BRIEF 1
Answer these questions from the Atterberg text:
(a) From which university did Atterberg get his Ph.D., and in what year?
(b) In what town was the institute he became principal of?
(c) What size limit did he suggest for clay particles?
BRIEF 2
In the Atterberg text, write out the part that opens with the words containing "Albert Mauritz Atterberg" and closes with "one in use.", replacing "agricultural scientist" with "soil scientist".

SELECTED TEXT
Albert Mauritz Atterberg (19 March 1846 – 4 April 1916) was a Swedish chemist and agricultural scientist who created the Atterberg limits, which are commonly referred to by geotechnical engineers and engineering geologists today. In Sweden, he is equally known for creating the Atterberg grain size scale, which remains the one in use.

Atterberg received his Ph.D. in chemistry from Uppsala University in 1872 and then stayed there as a lecturer in analytical chemistry until 1877, during which time he traveled across Sweden and abroad to study the latest developments in organic chemistry. He then went on to become the principal of the Chemical Station and Seed Control Institute at Kalmar, publishing numerous papers on agricultural research dealing with the classification of varieties of oats and corn between 1891 and 1900.

It was towards the age of fifty-four that Atterberg, while continuing his work on chemistry, began to focus his efforts on the classification and plasticity of soils, for which he is most remembered. Atterberg was apparently the first to suggest the limit <0.002 mm as a classification for clay particles. He found that plasticity to be a particular characteristic of clay and as a result of his investigations arrived at the consistency limits which bear his name today. He also conducted studies aiming to identify the specific minerals that give a clayey soil its plastic nature.

DATA SECTION
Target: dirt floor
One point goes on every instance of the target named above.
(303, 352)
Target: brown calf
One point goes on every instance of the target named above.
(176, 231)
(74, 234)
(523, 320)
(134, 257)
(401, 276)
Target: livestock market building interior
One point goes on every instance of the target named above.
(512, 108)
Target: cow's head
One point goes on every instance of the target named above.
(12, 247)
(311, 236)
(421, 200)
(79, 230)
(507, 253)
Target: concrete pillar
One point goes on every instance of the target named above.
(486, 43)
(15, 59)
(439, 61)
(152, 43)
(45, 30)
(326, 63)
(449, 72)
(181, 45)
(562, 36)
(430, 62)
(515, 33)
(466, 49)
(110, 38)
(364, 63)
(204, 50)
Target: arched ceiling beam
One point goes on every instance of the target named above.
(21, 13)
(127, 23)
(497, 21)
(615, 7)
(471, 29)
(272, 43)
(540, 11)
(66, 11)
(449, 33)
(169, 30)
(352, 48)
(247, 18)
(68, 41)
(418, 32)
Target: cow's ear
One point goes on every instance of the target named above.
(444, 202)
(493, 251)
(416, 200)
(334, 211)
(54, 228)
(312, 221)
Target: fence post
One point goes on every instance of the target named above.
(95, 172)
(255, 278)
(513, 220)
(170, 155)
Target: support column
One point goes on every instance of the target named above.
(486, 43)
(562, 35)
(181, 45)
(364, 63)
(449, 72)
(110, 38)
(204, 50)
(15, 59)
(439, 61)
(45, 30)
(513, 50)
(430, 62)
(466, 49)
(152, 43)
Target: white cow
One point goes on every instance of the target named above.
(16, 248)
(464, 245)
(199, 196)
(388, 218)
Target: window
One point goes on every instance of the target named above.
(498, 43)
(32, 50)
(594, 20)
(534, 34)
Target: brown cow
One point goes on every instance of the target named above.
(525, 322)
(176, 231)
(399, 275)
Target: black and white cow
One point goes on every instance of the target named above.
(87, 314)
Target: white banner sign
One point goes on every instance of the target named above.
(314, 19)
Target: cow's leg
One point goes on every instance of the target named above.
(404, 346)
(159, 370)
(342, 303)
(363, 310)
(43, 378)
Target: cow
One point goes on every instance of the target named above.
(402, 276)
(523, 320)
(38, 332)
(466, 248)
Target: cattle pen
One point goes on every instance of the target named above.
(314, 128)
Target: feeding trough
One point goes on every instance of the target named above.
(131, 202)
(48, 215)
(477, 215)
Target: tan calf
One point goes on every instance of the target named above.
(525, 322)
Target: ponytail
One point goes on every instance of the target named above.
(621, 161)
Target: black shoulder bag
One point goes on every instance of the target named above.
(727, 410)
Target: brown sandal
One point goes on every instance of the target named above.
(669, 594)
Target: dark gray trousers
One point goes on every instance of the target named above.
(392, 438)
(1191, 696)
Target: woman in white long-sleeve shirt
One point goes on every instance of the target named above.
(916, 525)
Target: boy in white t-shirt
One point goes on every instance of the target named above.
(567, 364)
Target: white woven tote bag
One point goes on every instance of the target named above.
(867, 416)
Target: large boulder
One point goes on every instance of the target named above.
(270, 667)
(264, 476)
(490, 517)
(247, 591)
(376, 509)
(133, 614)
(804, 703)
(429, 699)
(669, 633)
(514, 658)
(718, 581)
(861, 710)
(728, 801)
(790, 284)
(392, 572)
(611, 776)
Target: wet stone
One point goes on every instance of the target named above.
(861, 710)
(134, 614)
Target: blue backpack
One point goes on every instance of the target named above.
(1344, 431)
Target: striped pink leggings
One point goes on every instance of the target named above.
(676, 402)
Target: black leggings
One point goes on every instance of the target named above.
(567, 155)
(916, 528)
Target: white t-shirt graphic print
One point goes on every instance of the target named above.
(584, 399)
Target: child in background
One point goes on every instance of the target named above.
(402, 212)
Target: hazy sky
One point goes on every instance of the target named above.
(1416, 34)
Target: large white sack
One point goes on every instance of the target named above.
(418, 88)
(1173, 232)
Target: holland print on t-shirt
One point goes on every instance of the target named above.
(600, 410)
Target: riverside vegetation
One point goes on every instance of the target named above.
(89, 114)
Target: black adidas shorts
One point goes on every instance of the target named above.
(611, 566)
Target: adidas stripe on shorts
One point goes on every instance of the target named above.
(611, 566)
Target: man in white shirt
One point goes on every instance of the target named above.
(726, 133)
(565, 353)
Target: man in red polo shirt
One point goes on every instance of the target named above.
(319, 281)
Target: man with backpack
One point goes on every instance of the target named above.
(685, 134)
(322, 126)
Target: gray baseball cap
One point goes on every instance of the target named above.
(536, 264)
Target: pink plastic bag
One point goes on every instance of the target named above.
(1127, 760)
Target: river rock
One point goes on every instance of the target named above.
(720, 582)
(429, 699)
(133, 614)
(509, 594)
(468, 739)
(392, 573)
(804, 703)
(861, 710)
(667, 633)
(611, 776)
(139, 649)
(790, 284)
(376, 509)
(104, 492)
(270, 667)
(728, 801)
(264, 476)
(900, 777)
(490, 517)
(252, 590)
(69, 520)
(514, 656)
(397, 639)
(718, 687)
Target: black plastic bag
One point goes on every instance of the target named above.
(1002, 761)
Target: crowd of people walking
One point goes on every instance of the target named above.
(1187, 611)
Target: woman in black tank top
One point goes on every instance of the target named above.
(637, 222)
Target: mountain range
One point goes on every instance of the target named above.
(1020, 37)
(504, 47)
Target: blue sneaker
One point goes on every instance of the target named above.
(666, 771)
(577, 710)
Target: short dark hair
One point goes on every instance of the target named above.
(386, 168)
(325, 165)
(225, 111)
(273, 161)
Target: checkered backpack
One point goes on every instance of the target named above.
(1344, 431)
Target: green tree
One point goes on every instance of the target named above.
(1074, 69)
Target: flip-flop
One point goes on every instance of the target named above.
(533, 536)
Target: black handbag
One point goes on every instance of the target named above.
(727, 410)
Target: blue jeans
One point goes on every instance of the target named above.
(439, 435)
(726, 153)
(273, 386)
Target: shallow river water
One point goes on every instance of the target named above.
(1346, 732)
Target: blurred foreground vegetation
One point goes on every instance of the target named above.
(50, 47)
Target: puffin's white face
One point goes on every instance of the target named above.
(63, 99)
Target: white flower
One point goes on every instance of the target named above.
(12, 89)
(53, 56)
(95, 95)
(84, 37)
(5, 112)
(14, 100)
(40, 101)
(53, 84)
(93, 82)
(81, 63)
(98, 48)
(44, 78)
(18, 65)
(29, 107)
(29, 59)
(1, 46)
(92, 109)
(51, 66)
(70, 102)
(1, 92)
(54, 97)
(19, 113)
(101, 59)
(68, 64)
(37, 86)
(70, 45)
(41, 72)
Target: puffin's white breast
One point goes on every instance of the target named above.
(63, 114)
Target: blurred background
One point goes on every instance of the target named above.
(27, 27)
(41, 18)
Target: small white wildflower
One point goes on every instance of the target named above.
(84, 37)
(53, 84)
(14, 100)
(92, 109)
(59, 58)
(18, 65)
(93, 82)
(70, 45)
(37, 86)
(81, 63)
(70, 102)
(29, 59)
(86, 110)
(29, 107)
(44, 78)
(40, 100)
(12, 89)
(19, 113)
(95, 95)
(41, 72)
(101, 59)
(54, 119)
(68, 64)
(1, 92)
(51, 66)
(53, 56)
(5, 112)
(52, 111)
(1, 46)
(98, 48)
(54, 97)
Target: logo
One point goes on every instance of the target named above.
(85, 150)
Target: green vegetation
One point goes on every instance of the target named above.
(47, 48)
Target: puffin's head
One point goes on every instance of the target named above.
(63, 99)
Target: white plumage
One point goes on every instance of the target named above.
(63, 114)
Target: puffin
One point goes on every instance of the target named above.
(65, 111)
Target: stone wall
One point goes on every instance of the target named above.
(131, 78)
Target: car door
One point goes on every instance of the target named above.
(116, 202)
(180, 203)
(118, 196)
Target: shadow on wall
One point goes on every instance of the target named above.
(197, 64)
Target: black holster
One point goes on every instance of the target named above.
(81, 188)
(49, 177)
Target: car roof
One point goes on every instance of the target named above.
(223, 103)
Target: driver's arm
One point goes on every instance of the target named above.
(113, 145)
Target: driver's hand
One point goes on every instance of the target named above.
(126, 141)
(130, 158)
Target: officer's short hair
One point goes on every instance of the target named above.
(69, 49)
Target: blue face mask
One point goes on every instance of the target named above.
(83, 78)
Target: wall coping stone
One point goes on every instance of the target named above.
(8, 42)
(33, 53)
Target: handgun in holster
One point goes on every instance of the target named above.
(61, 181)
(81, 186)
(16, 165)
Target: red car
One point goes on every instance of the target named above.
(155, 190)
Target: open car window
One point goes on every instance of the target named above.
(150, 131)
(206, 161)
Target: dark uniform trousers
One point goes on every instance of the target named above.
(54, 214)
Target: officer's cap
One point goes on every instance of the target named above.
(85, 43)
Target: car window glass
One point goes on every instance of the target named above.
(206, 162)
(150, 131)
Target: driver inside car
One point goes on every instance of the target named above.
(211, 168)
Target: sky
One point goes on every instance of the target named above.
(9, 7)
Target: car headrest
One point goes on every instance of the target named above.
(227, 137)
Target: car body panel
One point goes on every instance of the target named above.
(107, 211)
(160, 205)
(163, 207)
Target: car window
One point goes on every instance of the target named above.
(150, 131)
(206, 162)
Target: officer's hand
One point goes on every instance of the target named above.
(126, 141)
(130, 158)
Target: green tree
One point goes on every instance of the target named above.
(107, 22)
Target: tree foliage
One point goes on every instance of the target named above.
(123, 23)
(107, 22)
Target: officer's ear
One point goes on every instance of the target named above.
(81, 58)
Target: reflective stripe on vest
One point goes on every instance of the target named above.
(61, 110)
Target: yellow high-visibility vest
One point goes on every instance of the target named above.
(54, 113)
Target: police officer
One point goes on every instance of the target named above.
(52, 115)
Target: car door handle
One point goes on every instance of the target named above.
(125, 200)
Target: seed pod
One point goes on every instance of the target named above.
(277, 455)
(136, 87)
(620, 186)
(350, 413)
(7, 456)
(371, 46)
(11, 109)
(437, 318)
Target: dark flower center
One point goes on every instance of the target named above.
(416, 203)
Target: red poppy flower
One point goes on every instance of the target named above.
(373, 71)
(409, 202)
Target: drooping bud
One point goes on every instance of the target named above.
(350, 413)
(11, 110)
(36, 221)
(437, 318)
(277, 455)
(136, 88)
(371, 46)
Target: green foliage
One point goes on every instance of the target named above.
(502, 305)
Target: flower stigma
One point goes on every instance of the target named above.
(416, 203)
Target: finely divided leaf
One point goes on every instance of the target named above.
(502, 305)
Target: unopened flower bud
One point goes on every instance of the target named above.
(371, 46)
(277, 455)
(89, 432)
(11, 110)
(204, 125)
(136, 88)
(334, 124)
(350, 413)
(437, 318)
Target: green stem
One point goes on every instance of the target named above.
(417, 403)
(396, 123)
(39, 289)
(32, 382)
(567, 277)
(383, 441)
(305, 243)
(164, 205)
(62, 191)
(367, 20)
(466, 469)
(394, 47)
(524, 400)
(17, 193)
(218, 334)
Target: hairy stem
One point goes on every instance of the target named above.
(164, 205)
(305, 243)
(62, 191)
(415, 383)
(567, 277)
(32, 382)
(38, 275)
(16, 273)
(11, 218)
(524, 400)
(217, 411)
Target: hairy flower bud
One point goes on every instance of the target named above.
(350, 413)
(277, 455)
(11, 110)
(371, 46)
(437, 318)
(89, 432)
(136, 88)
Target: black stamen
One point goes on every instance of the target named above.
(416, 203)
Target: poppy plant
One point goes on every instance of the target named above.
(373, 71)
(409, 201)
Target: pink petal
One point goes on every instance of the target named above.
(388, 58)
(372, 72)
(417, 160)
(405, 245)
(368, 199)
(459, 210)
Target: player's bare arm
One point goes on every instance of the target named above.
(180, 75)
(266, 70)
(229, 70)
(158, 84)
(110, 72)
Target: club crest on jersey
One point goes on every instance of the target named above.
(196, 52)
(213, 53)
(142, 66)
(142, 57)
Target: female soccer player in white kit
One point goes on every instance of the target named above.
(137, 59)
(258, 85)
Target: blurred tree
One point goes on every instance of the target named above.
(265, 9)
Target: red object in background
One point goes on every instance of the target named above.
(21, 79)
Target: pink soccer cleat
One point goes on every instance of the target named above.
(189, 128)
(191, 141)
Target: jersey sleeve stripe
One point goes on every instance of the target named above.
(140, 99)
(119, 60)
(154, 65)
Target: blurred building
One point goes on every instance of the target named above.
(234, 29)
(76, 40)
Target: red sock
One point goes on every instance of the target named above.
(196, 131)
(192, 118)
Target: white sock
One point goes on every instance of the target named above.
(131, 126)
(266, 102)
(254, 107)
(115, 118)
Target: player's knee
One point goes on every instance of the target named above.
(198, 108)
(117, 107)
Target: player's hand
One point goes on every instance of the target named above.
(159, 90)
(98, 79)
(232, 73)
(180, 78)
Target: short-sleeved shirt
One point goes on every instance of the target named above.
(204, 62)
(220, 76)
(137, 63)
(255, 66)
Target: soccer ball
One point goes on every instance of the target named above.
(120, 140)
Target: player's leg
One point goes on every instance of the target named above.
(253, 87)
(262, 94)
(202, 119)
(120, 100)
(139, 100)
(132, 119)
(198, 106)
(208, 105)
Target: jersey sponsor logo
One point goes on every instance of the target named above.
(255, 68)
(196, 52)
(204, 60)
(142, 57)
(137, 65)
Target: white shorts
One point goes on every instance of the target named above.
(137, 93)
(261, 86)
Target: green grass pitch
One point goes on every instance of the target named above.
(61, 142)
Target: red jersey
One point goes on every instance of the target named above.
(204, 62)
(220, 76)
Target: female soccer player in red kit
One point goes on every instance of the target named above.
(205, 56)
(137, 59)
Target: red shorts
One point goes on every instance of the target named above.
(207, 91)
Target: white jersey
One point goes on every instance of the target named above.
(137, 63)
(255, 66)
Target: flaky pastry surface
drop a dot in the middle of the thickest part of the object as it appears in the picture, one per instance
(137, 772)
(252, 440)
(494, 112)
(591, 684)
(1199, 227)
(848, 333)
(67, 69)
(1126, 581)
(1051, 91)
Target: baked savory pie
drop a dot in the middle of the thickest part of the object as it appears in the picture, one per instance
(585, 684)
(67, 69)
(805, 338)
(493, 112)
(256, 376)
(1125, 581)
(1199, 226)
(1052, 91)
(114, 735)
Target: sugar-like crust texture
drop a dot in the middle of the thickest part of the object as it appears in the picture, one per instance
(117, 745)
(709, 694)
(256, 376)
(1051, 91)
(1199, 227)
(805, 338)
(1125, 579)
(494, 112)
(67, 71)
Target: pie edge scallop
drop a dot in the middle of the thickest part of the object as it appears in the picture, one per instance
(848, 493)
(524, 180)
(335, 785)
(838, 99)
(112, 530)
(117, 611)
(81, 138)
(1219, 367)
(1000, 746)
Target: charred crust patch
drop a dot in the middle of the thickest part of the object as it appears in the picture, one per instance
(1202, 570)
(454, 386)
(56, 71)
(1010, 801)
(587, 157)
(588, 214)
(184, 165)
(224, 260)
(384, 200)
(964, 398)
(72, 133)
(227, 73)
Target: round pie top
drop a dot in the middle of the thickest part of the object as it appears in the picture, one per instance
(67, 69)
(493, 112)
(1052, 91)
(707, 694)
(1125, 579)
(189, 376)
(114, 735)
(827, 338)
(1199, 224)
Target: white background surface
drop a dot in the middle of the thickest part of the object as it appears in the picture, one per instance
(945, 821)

TASK ANSWER 1
(a) Uppsala University, in 1872.
(b) Kalmar.
(c) <0.002 mm.

TASK ANSWER 2
Albert Mauritz Atterberg (19 March 1846 – 4 April 1916) was a Swedish chemist and soil scientist who created the Atterberg limits, which are commonly referred to by geotechnical engineers and engineering geologists today. In Sweden, he is equally known for creating the Atterberg grain size scale, which remains the one in use.